Records from a point-labeling set
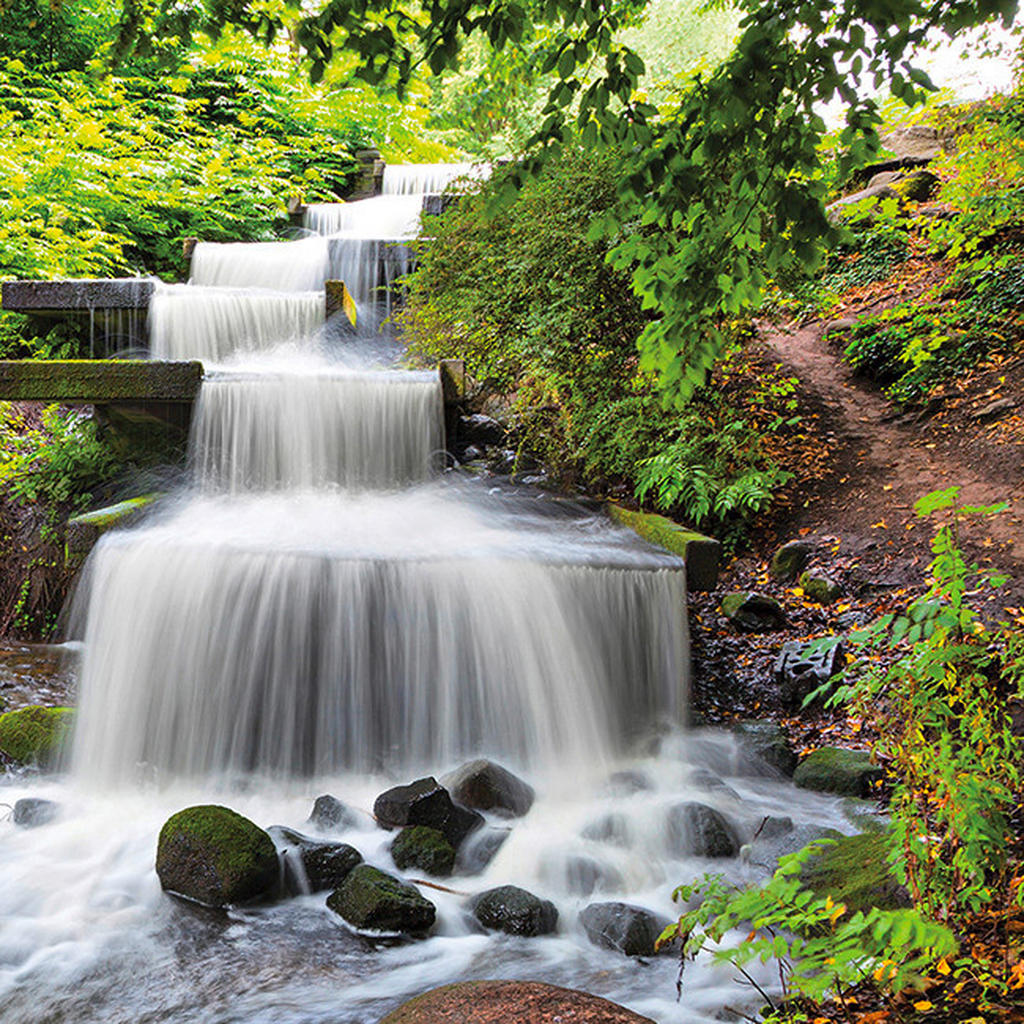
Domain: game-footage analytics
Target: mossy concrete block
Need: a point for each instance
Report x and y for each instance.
(854, 870)
(35, 734)
(833, 769)
(701, 554)
(53, 296)
(370, 898)
(99, 381)
(216, 857)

Exercise aim » Write out the records above again without the pictures, replacing "instance" with "occurrence" everywhere and keeping everything else the same.

Completed exercise »
Domain: game-footage analytics
Target: mossy concrete block
Need: a point for each occurrence
Report x and y for each occurrence.
(854, 870)
(35, 734)
(833, 769)
(701, 554)
(53, 296)
(370, 898)
(99, 381)
(216, 857)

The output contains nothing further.